### Your goal:
Since only part of the material below is wanted, output exactly the lines from the one with "Review step: verify that every instance of the bus" up to and including the one with "Review step: verify that every instance of the rough".

· · · · · · ·

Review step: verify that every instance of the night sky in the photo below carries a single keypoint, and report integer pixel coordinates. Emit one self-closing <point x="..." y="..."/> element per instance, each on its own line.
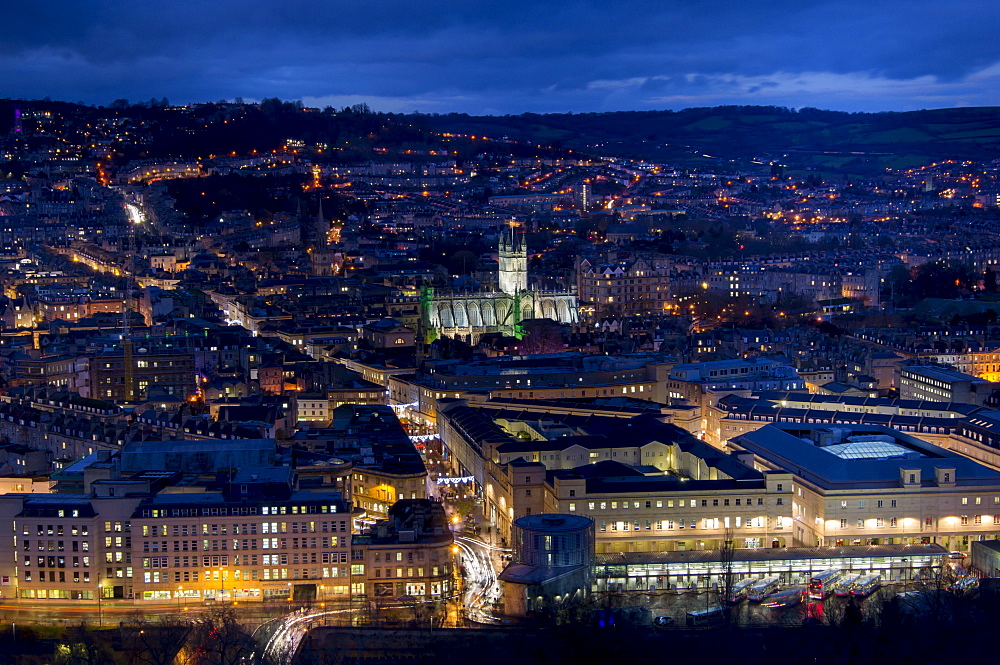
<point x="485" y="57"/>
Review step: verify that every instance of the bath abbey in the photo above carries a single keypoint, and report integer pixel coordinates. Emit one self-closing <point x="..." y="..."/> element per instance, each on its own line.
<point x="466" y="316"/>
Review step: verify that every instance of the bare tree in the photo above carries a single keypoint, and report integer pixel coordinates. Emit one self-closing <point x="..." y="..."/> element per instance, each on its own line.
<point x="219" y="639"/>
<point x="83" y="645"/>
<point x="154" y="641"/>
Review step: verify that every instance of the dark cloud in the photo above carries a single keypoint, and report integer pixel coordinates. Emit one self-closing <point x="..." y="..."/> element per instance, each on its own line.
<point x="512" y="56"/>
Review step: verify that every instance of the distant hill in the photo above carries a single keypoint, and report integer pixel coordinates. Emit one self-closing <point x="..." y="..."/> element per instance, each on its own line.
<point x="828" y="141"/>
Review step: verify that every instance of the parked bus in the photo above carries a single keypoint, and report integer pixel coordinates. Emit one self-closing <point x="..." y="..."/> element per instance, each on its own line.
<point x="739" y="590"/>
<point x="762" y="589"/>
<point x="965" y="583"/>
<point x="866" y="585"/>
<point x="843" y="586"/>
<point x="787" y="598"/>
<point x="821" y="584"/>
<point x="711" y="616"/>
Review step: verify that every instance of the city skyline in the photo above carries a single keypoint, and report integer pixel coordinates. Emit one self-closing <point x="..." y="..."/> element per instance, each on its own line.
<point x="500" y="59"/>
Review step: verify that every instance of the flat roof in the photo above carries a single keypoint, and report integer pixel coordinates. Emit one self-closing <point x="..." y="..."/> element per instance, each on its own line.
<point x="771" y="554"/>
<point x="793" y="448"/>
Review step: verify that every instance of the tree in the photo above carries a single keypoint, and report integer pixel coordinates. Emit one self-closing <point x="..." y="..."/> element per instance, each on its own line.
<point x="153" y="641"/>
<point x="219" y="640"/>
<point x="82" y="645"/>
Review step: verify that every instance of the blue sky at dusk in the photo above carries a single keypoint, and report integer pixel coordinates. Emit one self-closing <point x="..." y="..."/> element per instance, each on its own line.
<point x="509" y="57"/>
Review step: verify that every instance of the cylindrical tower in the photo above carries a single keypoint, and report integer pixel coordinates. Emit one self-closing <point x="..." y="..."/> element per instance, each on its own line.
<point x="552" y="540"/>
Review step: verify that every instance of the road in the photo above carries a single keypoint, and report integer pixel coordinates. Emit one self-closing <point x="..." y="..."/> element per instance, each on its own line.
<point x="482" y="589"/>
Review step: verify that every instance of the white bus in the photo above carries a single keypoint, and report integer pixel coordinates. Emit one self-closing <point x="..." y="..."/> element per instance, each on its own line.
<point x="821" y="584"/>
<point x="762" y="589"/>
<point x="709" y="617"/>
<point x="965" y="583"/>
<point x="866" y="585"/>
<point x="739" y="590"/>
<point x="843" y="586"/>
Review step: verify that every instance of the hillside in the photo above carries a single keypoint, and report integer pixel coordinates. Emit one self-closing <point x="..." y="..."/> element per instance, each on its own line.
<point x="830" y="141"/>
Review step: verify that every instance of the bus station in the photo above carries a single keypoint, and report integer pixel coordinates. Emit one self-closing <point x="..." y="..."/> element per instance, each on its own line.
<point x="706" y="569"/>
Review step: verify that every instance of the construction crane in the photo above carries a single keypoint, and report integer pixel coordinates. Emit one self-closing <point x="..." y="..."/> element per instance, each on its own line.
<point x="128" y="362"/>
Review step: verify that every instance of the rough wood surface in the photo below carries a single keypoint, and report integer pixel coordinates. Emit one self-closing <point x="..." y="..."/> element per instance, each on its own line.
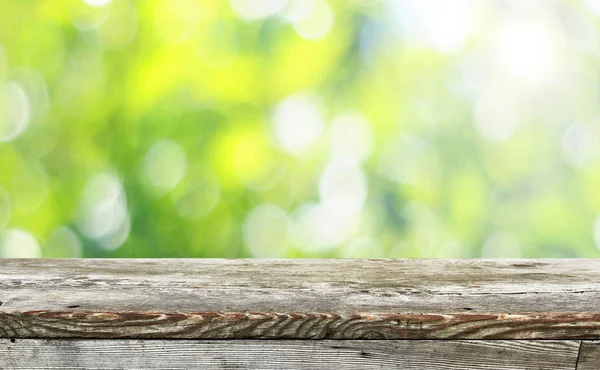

· · · · · · ·

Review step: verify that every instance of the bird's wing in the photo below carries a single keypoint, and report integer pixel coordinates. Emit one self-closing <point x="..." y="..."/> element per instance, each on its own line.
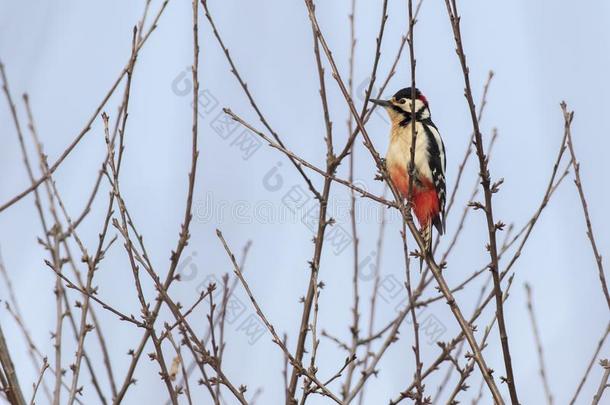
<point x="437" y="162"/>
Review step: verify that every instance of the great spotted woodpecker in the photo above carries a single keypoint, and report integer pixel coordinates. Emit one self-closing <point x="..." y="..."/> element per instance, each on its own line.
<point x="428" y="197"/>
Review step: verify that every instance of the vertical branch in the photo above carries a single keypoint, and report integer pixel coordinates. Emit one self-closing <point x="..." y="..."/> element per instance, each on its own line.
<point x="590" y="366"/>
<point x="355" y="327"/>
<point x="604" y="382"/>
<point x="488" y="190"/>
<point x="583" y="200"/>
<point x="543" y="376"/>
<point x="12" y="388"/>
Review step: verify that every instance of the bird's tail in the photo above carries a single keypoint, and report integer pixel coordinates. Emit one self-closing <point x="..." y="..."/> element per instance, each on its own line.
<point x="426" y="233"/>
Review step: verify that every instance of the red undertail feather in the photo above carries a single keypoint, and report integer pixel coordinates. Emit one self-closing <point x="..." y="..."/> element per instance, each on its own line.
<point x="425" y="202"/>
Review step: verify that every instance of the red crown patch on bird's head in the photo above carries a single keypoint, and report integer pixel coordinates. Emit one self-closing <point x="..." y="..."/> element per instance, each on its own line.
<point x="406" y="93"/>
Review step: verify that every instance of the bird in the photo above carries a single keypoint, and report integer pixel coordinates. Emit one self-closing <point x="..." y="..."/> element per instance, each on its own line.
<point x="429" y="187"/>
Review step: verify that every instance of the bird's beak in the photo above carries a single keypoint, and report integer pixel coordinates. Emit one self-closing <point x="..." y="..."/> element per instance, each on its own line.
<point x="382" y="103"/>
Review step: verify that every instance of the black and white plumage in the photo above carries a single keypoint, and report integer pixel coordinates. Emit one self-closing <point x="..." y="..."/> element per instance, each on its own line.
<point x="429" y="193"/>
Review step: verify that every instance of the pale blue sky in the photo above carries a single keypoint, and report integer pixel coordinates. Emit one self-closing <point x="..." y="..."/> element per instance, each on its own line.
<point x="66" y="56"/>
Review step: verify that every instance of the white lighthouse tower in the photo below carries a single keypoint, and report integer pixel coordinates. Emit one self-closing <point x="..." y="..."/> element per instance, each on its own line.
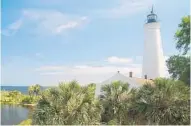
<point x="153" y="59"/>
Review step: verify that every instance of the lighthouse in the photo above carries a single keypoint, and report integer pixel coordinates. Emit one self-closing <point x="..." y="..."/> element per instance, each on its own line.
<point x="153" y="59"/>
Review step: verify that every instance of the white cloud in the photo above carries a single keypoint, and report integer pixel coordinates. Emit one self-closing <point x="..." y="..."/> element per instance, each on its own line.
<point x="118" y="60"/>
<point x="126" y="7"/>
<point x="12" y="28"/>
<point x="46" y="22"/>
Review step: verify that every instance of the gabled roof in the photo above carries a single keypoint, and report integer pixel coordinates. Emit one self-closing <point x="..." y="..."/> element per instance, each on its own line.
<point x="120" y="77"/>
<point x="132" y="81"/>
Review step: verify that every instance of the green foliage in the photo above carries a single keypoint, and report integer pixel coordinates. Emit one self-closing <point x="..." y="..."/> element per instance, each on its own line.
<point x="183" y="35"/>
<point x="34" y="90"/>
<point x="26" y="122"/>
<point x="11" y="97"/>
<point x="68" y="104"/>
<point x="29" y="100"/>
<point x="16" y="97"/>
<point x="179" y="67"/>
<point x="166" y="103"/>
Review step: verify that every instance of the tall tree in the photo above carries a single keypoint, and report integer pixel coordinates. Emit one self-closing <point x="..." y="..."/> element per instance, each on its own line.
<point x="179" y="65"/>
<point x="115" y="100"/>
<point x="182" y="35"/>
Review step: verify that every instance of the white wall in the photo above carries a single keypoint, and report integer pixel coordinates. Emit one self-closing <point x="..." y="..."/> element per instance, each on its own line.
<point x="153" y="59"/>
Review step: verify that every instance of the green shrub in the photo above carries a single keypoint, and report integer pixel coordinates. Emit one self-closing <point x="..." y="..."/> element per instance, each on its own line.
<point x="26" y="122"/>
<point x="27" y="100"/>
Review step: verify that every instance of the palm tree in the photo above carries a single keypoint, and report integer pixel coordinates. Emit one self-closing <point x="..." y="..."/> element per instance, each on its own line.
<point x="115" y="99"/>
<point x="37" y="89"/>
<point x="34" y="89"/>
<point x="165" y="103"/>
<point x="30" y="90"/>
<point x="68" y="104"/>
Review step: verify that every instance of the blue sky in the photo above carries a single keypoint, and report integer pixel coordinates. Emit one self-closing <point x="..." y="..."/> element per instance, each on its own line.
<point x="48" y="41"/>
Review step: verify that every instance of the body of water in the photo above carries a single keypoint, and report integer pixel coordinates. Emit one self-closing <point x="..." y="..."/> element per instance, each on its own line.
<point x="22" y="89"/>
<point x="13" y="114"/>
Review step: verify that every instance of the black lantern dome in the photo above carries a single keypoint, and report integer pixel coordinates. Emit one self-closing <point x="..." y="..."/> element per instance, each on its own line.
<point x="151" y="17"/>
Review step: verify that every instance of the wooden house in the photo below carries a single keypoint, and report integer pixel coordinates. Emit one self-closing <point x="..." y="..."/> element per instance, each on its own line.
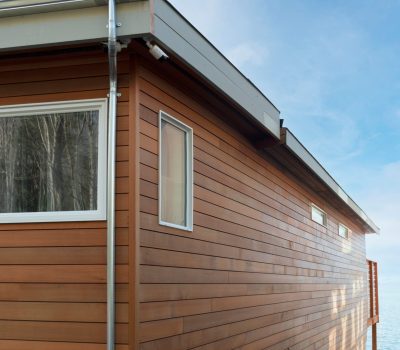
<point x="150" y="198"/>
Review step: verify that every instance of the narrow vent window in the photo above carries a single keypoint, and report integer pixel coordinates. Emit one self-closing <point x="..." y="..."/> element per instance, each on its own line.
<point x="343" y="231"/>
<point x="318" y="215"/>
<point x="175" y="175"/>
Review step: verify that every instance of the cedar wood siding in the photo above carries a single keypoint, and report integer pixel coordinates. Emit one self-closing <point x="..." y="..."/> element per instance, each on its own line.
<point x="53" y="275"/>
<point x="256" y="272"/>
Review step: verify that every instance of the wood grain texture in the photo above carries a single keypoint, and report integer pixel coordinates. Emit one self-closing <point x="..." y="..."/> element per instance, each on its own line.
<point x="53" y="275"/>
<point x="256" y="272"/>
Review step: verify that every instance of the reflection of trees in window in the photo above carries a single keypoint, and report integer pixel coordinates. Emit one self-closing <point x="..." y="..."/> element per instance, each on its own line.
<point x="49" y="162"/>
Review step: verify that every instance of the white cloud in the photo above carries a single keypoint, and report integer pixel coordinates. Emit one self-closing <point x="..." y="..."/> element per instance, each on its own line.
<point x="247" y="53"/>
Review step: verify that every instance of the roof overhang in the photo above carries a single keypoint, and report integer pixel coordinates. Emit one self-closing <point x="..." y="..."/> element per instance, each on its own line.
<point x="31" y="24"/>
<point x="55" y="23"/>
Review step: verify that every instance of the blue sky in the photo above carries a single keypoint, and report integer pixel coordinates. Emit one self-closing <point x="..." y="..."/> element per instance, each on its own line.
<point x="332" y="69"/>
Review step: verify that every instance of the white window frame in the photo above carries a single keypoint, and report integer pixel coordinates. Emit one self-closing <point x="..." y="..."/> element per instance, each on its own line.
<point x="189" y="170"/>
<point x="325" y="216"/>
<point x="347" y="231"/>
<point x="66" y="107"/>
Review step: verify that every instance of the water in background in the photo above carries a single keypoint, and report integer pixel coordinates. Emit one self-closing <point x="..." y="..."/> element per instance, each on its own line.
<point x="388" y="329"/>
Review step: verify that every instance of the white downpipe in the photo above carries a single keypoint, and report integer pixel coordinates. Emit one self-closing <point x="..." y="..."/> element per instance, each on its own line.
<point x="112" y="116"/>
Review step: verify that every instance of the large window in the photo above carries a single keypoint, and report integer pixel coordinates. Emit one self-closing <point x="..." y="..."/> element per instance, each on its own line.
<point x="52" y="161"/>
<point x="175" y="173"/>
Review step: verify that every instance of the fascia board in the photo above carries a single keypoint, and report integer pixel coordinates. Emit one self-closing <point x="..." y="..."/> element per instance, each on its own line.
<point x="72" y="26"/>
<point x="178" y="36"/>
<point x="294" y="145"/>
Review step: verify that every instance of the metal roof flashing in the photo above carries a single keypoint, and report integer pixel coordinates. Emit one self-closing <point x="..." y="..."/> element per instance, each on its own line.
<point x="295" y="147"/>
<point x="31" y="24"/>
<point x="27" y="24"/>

· · · · · · ·

### Answer box:
Review step: verify that every instance of the bus station in the photo above carries a single keypoint, and report integer pixel coordinates. Emit one self-closing <point x="..." y="..."/> element per instance, each on its own line.
<point x="706" y="569"/>
Review step: verify that every instance of the construction crane in the photo above carries a single keypoint, and report integer pixel coordinates. Emit one self-closing <point x="..." y="..."/> element per instance, each on its own line.
<point x="128" y="362"/>
Review step: verify that every instance of the rough wood surface in the photo below carries a single keypoint, and report integer pixel coordinates. Emit one self-closing <point x="..." y="..."/> element per instance, each on its own line.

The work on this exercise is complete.